» **WHAT THE TASK REQUIRES**: Lift out each line of the data that holds "below".

» **DATA FOR THIS EXERCISE**:

-- -- --

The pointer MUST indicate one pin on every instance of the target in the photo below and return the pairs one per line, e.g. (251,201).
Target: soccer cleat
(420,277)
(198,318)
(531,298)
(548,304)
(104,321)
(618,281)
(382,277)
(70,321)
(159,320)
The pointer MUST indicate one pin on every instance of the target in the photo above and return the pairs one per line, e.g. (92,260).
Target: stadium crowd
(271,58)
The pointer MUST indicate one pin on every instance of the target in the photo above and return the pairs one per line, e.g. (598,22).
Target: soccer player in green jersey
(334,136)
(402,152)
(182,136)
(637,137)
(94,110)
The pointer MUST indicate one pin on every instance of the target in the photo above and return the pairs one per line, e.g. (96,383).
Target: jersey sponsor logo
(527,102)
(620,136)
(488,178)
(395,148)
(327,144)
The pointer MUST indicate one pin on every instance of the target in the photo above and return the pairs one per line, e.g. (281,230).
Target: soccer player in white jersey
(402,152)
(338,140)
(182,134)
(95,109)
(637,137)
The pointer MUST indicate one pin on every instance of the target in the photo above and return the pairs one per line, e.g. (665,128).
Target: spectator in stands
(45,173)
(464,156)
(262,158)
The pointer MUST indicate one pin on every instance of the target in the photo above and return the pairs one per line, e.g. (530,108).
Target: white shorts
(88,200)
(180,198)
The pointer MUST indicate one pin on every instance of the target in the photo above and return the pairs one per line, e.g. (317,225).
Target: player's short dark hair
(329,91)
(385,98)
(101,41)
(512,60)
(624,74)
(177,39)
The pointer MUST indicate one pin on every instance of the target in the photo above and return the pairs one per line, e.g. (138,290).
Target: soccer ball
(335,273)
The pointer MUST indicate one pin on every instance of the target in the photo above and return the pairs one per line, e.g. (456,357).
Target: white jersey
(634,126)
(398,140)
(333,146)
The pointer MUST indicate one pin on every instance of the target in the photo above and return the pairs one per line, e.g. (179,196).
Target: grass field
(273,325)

-- -- --

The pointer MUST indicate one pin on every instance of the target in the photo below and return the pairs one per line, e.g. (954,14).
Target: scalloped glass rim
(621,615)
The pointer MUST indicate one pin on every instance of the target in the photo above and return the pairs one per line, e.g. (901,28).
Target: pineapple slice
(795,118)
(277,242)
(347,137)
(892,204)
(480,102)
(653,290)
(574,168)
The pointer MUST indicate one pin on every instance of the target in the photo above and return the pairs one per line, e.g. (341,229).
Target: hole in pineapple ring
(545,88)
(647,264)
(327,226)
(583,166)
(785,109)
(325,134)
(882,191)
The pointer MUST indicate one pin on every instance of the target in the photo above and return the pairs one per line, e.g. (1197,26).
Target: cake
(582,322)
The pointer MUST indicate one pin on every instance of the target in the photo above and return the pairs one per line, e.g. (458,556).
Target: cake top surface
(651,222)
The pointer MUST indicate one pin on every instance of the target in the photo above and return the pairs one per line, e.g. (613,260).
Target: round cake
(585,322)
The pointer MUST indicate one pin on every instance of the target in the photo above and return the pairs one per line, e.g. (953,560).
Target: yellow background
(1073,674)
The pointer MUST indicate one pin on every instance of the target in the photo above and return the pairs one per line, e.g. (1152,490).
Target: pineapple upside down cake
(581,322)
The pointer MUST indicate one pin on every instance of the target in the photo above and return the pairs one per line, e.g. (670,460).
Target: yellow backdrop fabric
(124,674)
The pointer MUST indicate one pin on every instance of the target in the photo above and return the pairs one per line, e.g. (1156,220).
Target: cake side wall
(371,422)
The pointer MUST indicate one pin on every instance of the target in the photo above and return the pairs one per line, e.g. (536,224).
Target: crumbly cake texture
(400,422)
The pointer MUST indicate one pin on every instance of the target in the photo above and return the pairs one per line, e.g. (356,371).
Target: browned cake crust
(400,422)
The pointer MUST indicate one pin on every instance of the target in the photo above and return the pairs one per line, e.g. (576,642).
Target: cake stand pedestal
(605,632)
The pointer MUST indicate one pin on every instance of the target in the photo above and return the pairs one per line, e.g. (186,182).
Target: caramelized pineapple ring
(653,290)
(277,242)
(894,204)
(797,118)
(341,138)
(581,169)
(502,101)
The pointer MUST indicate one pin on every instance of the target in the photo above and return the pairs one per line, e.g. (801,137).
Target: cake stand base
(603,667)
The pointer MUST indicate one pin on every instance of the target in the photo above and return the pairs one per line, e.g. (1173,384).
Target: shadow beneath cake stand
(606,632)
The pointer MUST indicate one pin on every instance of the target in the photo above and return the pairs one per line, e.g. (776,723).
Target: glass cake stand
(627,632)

-- -- --

» **SOLUTION TO THIS PROBLEM**:
The pointer MUST indicate one pin on every instance of the target in the photo below and return the pairs one per line, e.g. (251,201).
The pointer MUST indicate one pin on every instance of the target in the photo below and return the pairs one per line, e.g. (954,14).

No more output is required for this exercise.